PROBLEM TO WORK ON: Entries follow. Give back exactly the lines starting at the one containing "395L391 385L339 472L235" and ending at the one containing "positive clicks: (171, 445) (152, 504)", and no other lines.

Stored data entries:
□ □ □

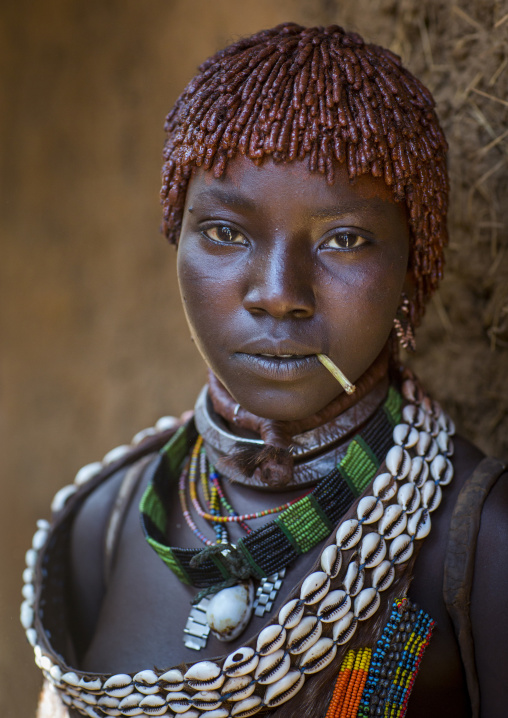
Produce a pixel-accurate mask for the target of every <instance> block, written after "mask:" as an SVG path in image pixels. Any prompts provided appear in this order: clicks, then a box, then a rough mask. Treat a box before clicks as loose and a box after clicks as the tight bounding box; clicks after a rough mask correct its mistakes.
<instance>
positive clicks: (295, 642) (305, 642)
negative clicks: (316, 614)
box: [286, 616, 323, 655]
mask: <svg viewBox="0 0 508 718" xmlns="http://www.w3.org/2000/svg"><path fill="white" fill-rule="evenodd" d="M322 630H323V629H322V628H321V623H320V621H318V619H317V618H316V617H315V616H306V617H305V618H304V619H303V620H302V621H301V623H300V624H299V625H298V626H296V628H293V630H292V631H291V632H290V634H289V636H288V641H287V644H286V646H287V650H288V651H289V652H290V653H291V654H293V655H296V654H298V653H303V652H304V651H306V650H307V649H308V648H310V647H311V646H313V645H314V643H316V641H317V640H319V638H321V632H322Z"/></svg>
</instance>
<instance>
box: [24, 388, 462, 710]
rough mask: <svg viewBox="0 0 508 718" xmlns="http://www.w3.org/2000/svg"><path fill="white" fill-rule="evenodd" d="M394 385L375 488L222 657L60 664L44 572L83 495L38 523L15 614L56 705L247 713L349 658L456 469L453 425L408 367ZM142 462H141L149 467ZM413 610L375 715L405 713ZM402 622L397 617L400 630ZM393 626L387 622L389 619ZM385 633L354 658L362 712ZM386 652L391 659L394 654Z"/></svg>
mask: <svg viewBox="0 0 508 718" xmlns="http://www.w3.org/2000/svg"><path fill="white" fill-rule="evenodd" d="M402 393H403V395H404V397H405V399H406V400H407V402H408V404H407V405H406V406H405V407H404V409H403V412H402V419H403V423H400V424H398V425H397V426H396V427H395V429H394V430H393V432H392V434H393V445H392V447H391V448H390V450H389V451H388V452H387V453H386V455H385V461H384V464H385V467H386V470H385V471H384V472H383V473H379V474H378V475H377V476H376V478H375V480H374V482H373V484H372V490H371V491H369V492H367V493H366V494H365V496H363V498H361V499H360V500H359V501H358V502H357V505H356V507H355V511H354V514H355V515H356V518H343V520H342V521H340V522H339V525H338V528H337V530H336V532H335V535H334V537H333V539H332V540H331V542H329V543H328V544H327V545H326V546H325V547H324V548H323V549H322V551H321V554H320V557H319V565H320V569H318V570H315V571H313V572H312V573H310V574H308V575H307V576H306V577H305V579H304V580H303V582H302V583H301V584H300V585H299V586H298V588H297V590H296V591H295V597H294V598H291V599H289V600H288V601H287V602H286V603H284V605H283V606H282V607H281V608H280V610H279V611H278V614H277V618H276V619H275V620H274V621H273V622H272V623H271V624H269V625H267V626H266V627H265V628H264V629H263V630H262V631H261V632H260V633H259V634H258V635H257V636H255V637H254V638H253V639H252V641H250V642H249V644H248V645H244V646H242V647H240V648H235V650H234V651H232V652H231V653H230V654H229V655H227V656H225V657H222V658H220V659H214V660H208V661H200V662H198V663H193V664H191V665H190V666H187V667H185V668H183V667H182V666H180V667H174V668H169V669H162V670H161V669H158V668H155V669H153V668H147V669H146V670H140V671H138V672H137V673H134V672H133V673H130V674H127V673H122V674H115V675H109V676H104V675H101V674H97V673H95V674H90V673H84V672H82V671H80V670H79V669H74V670H73V669H71V668H69V667H68V665H66V663H65V661H64V659H63V658H62V655H61V653H60V651H59V648H58V646H60V645H62V646H64V645H65V644H64V643H62V644H60V643H58V640H59V639H58V636H59V635H60V634H59V633H58V631H59V630H60V629H61V625H62V621H61V616H58V619H57V618H56V617H55V619H54V621H53V622H52V623H51V624H50V627H44V626H43V624H42V618H43V613H44V614H45V613H47V614H48V616H45V618H46V620H48V619H49V613H50V612H49V611H46V610H45V609H44V606H45V605H46V602H47V590H48V586H49V585H50V584H52V582H54V583H55V585H57V586H61V585H62V581H61V573H60V572H59V570H60V569H59V568H56V569H55V560H56V559H57V557H58V556H59V555H60V554H61V555H66V550H67V543H66V536H67V535H68V534H67V529H68V523H69V521H70V520H71V519H72V516H73V510H74V508H75V503H74V501H76V502H77V500H79V498H80V497H76V499H74V497H73V499H71V501H73V504H72V505H71V506H70V507H69V509H68V511H67V512H66V513H65V515H64V516H63V517H62V519H61V521H60V522H58V521H57V523H55V524H54V525H53V526H52V527H50V526H49V524H47V522H43V523H42V524H40V525H39V528H38V530H37V532H36V534H35V536H34V540H33V544H32V549H30V550H29V551H28V552H27V565H28V569H27V577H26V578H25V581H26V583H25V589H26V593H27V594H28V593H30V589H31V590H32V595H31V597H29V598H26V599H25V603H24V604H23V609H22V615H21V617H22V623H23V625H24V627H25V629H26V631H27V637H28V639H29V641H30V642H31V644H32V646H33V647H34V654H35V660H36V663H37V665H38V666H40V668H41V669H42V671H43V673H44V677H45V679H46V680H47V681H48V682H49V683H50V684H51V685H52V686H53V687H54V688H55V689H56V690H57V691H58V693H59V695H60V697H61V699H62V700H63V701H64V703H65V704H66V705H69V706H71V707H72V708H74V709H76V710H77V711H78V712H80V713H82V714H83V715H87V716H91V717H93V718H103V717H104V716H110V715H126V716H127V715H146V716H149V715H168V716H177V715H182V714H183V713H185V712H188V714H189V716H190V715H191V714H192V716H193V717H194V716H195V718H199V716H203V718H204V717H205V716H209V717H210V718H211V716H212V713H215V716H214V718H219V716H220V717H221V718H227V716H229V715H233V716H247V715H249V716H250V715H254V714H256V713H258V712H260V711H263V710H266V709H269V710H271V709H274V708H277V707H278V706H279V705H282V704H284V703H286V702H287V701H289V700H291V699H292V698H293V697H295V696H296V695H297V694H298V693H299V691H300V690H301V688H302V687H303V686H304V684H305V683H306V681H309V680H312V675H313V674H315V673H319V672H321V671H323V670H325V669H326V668H327V667H328V666H330V665H331V664H332V662H333V661H334V659H335V657H336V656H337V654H339V656H341V658H342V656H347V644H348V642H349V641H350V640H351V638H352V637H353V635H355V633H356V630H357V628H358V626H359V625H362V622H363V621H367V620H369V619H371V617H373V616H374V615H375V614H376V612H377V611H378V609H379V607H380V605H382V594H383V592H384V591H386V590H387V589H388V588H389V587H390V586H391V585H392V584H394V585H393V589H395V591H397V586H398V585H399V584H398V579H396V578H395V572H394V567H395V566H400V568H401V569H402V571H403V572H404V569H408V570H410V569H409V566H408V563H407V562H408V561H409V559H410V558H411V556H412V554H413V551H414V547H415V546H417V545H418V544H419V543H420V542H421V541H422V540H423V539H424V538H425V537H426V536H427V535H428V533H429V532H430V530H431V526H432V521H431V516H430V514H431V513H432V512H433V511H435V510H436V509H437V507H438V506H439V504H440V502H441V487H445V486H446V485H447V484H449V483H450V481H451V480H452V477H453V466H452V464H451V462H450V460H449V458H448V457H449V456H451V455H452V453H453V444H452V442H451V440H450V438H449V437H450V435H451V434H453V432H454V427H453V423H452V422H451V421H450V420H449V419H448V417H447V416H446V415H445V414H444V413H443V412H442V410H441V408H440V407H439V405H438V404H436V403H435V402H432V401H431V400H430V399H428V398H427V397H425V396H424V395H423V393H422V391H421V389H420V388H419V386H418V385H417V384H416V383H415V382H414V380H412V379H410V378H408V374H406V381H405V382H404V383H403V385H402ZM188 448H189V437H188V436H187V435H186V434H185V433H183V434H180V438H179V440H178V441H177V442H176V443H175V444H174V445H173V452H172V454H171V455H168V456H167V458H166V461H167V462H168V463H169V466H170V469H171V470H172V471H173V473H174V475H175V476H178V473H179V469H180V468H181V464H182V461H183V459H184V456H185V455H186V453H187V451H188ZM150 466H151V468H150V471H152V470H153V469H154V468H156V467H155V466H154V465H153V464H151V465H150ZM152 498H153V497H152ZM154 501H155V499H154ZM161 508H162V507H161ZM153 515H154V521H157V520H159V521H160V525H159V531H160V532H161V533H162V529H161V526H162V525H163V522H162V518H163V515H162V513H160V514H159V515H158V516H157V515H156V514H155V513H154V514H153ZM351 550H353V559H351ZM343 559H345V560H343ZM342 564H344V565H342ZM58 566H60V564H58ZM34 568H36V570H37V571H38V572H40V573H41V575H42V577H43V578H42V583H41V584H40V585H39V586H38V588H37V590H36V589H35V588H34V586H33V585H32V581H33V578H32V574H33V570H34ZM404 575H405V574H404ZM394 581H395V583H394ZM393 589H392V590H393ZM62 595H63V592H62ZM395 595H397V593H395ZM58 600H60V598H58ZM385 603H386V601H385ZM403 615H404V614H403V613H402V616H401V623H400V631H399V632H400V633H401V634H402V633H404V631H403V629H402V617H403ZM418 615H420V614H418ZM52 620H53V618H52ZM419 620H420V624H419V626H418V630H416V628H415V630H412V631H411V636H412V635H413V634H414V638H413V639H412V643H411V645H410V648H409V651H406V652H405V653H406V654H407V653H410V654H411V656H412V657H411V661H410V662H409V663H408V664H407V667H406V664H405V663H400V661H401V659H402V658H404V659H406V657H407V656H403V657H401V658H399V663H394V664H393V667H394V671H395V672H394V673H393V675H394V678H395V680H392V684H393V686H395V688H394V690H393V691H392V693H389V694H388V695H389V697H390V701H391V702H390V703H387V704H386V706H385V707H384V708H382V710H381V713H380V714H381V715H394V716H402V715H403V714H404V712H405V706H407V699H408V695H409V691H410V689H411V687H412V683H413V681H414V674H415V671H416V670H417V668H418V665H419V661H420V660H421V655H422V652H423V650H424V648H425V646H426V643H427V642H428V638H429V637H430V632H431V630H432V622H431V621H430V619H428V617H426V616H425V615H420V619H419ZM408 622H409V623H410V621H405V624H406V625H405V626H404V627H405V628H406V631H405V633H406V634H407V633H408V630H407V624H408ZM415 625H416V624H415ZM53 629H54V630H53ZM390 631H391V632H393V626H392V627H390ZM390 631H388V632H387V633H386V634H384V636H385V638H384V642H383V636H382V637H381V639H380V641H381V643H379V642H378V644H377V645H376V650H377V649H378V648H379V649H380V652H379V660H376V661H375V662H374V661H373V660H372V658H371V659H370V660H369V655H370V656H371V655H372V654H369V652H368V651H367V652H365V649H364V650H363V652H362V654H361V657H360V659H359V664H357V667H358V670H361V669H362V659H363V669H364V672H365V669H366V667H367V661H368V666H369V672H368V674H367V678H366V680H365V683H364V686H366V687H367V688H368V693H367V694H366V698H367V696H368V697H369V701H368V705H369V710H370V713H369V715H379V713H378V712H377V707H376V708H375V709H374V712H373V711H372V710H371V708H372V706H377V705H378V704H376V703H375V699H374V697H375V696H378V703H379V699H381V700H384V701H385V700H386V697H387V695H384V694H383V693H384V692H385V689H386V688H387V687H388V686H386V685H384V684H383V680H384V677H383V672H382V670H379V671H378V669H379V665H380V662H383V661H384V658H383V653H382V651H384V655H387V658H388V660H391V659H390V656H389V653H390V651H388V653H387V643H386V641H387V640H388V639H390V642H391V638H392V633H391V632H390ZM401 637H402V636H401ZM406 638H407V636H406ZM57 639H58V640H57ZM393 641H394V642H395V635H394V634H393ZM389 645H391V643H390V644H388V647H389ZM367 648H368V646H367ZM61 650H63V648H62V649H61ZM395 652H397V651H394V653H395ZM392 658H393V659H394V660H395V661H396V657H395V655H394V656H392ZM348 665H350V664H348ZM354 667H355V662H354V661H353V665H352V669H354ZM399 668H400V671H399ZM350 669H351V666H350ZM371 669H372V673H371ZM397 671H399V675H400V676H401V678H400V680H399V679H398V677H397ZM378 678H379V679H380V680H378ZM362 682H363V678H362V679H361V680H360V678H359V679H358V680H357V681H355V684H356V683H358V684H361V683H362ZM378 688H379V690H378ZM363 697H364V696H363V691H362V696H361V698H360V702H359V703H358V705H359V710H360V708H362V710H364V708H365V706H362V701H363ZM356 701H357V697H356V698H355V699H354V702H352V699H351V700H350V701H349V703H350V704H351V703H352V705H353V706H354V704H355V703H356ZM396 711H398V712H396ZM348 713H350V711H349V710H348ZM364 714H365V710H364ZM339 715H340V714H339Z"/></svg>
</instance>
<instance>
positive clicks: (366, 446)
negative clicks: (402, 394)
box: [140, 387, 402, 588]
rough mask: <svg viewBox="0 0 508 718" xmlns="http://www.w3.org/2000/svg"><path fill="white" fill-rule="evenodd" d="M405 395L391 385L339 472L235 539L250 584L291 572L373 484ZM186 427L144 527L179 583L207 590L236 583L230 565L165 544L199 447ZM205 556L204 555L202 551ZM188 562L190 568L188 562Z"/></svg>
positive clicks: (171, 445) (152, 504)
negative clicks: (247, 570)
mask: <svg viewBox="0 0 508 718" xmlns="http://www.w3.org/2000/svg"><path fill="white" fill-rule="evenodd" d="M401 408H402V397H401V396H400V394H399V393H398V391H397V390H396V389H394V388H393V387H390V388H389V390H388V394H387V397H386V400H385V401H384V403H383V404H382V405H381V407H380V408H379V409H378V410H377V411H376V412H375V413H374V416H373V417H372V418H371V420H370V421H368V422H367V424H366V426H365V427H364V428H363V429H362V430H361V431H360V432H359V433H358V434H357V435H356V436H355V437H354V438H353V439H352V440H351V442H350V444H349V446H348V449H347V451H346V454H345V455H344V457H343V458H342V460H341V461H340V462H339V464H338V466H337V467H336V468H335V469H333V470H332V471H331V472H330V473H329V474H327V475H326V476H324V477H323V478H322V479H321V480H320V481H319V483H318V484H317V486H316V487H315V488H314V490H313V491H312V493H310V494H308V495H307V496H305V497H303V498H302V499H300V500H299V501H297V502H296V503H295V504H293V505H292V506H290V507H288V508H287V509H285V510H284V511H282V512H281V513H280V514H279V516H278V517H277V518H276V519H275V520H273V521H270V522H268V523H267V524H265V525H264V526H261V527H260V528H258V529H256V530H255V531H252V533H250V534H249V535H247V536H245V537H242V538H240V539H239V540H238V541H237V544H236V548H234V549H233V551H234V552H235V558H237V559H238V560H239V561H241V562H242V564H243V566H244V567H245V568H246V570H248V571H249V572H250V575H251V576H252V577H253V578H257V579H261V578H265V577H267V576H270V575H272V574H273V573H275V572H276V571H280V570H282V569H283V568H286V567H287V566H289V565H290V564H291V563H293V561H295V560H296V558H297V557H298V556H299V555H301V554H304V553H307V552H308V551H310V550H311V549H312V548H314V546H316V545H317V544H318V543H319V542H320V541H323V540H324V539H326V538H327V537H328V536H329V535H330V532H331V531H332V530H333V527H334V526H335V525H336V524H337V522H338V521H339V519H340V517H341V516H343V515H344V514H345V513H346V512H347V511H348V509H349V508H350V507H351V505H352V504H353V502H354V501H355V500H356V499H357V498H358V496H360V495H361V494H362V493H363V491H364V490H365V489H366V488H367V486H368V485H369V484H370V482H371V481H372V479H373V478H374V476H375V474H376V472H377V471H378V469H379V466H380V465H381V463H382V461H383V460H384V457H385V455H386V452H387V451H388V449H389V448H390V446H391V443H392V431H393V426H394V425H395V424H397V423H399V422H400V419H401ZM196 438H197V434H196V429H195V427H194V424H193V423H192V422H191V423H189V424H187V425H186V426H183V427H182V428H181V429H180V430H179V431H178V432H177V433H176V434H175V436H174V437H173V438H172V439H171V440H170V441H169V442H168V444H167V445H166V446H165V447H164V448H163V449H162V450H161V453H160V456H159V459H158V461H157V462H156V463H155V464H154V465H153V468H152V471H153V476H152V480H151V481H150V483H149V485H148V487H147V489H146V491H145V494H144V495H143V497H142V499H141V504H140V512H141V524H142V526H143V530H144V532H145V536H146V539H147V541H148V543H149V544H150V546H151V547H152V548H153V549H154V550H155V551H156V552H157V553H158V555H159V556H160V557H161V559H162V560H163V561H164V563H165V564H166V565H167V566H168V567H169V568H170V569H171V570H172V571H173V572H174V573H175V575H176V576H177V577H178V578H179V580H180V581H182V582H183V583H186V584H190V585H193V586H196V587H198V588H208V587H210V586H214V585H216V584H218V583H221V582H223V581H224V580H228V579H233V578H234V574H232V573H231V570H230V566H231V564H230V561H229V559H228V557H227V556H223V555H222V554H221V553H220V552H218V553H217V552H213V553H210V554H207V556H206V558H205V559H204V560H203V561H200V563H199V565H196V561H194V562H192V559H193V558H194V557H195V556H197V555H198V554H200V553H201V552H202V551H203V549H195V548H179V547H174V546H169V545H168V544H167V541H166V535H167V515H166V514H165V511H164V509H163V507H164V506H168V505H169V502H170V501H171V500H172V499H171V487H172V486H174V485H175V483H177V482H178V478H179V475H180V472H181V470H182V466H183V463H184V461H185V459H186V457H187V456H188V454H189V453H190V449H191V447H192V445H193V444H194V442H195V441H196ZM205 551H206V549H205ZM191 562H192V564H191Z"/></svg>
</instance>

□ □ □

ANSWER BELOW:
rough mask: <svg viewBox="0 0 508 718" xmlns="http://www.w3.org/2000/svg"><path fill="white" fill-rule="evenodd" d="M405 395L391 385L339 472L235 539L250 584L291 572L373 484ZM186 427L144 527L179 583L207 590L236 583L230 565L165 544L199 447ZM205 556L204 555L202 551ZM188 562L190 568L188 562Z"/></svg>
positive clicks: (171, 445) (152, 504)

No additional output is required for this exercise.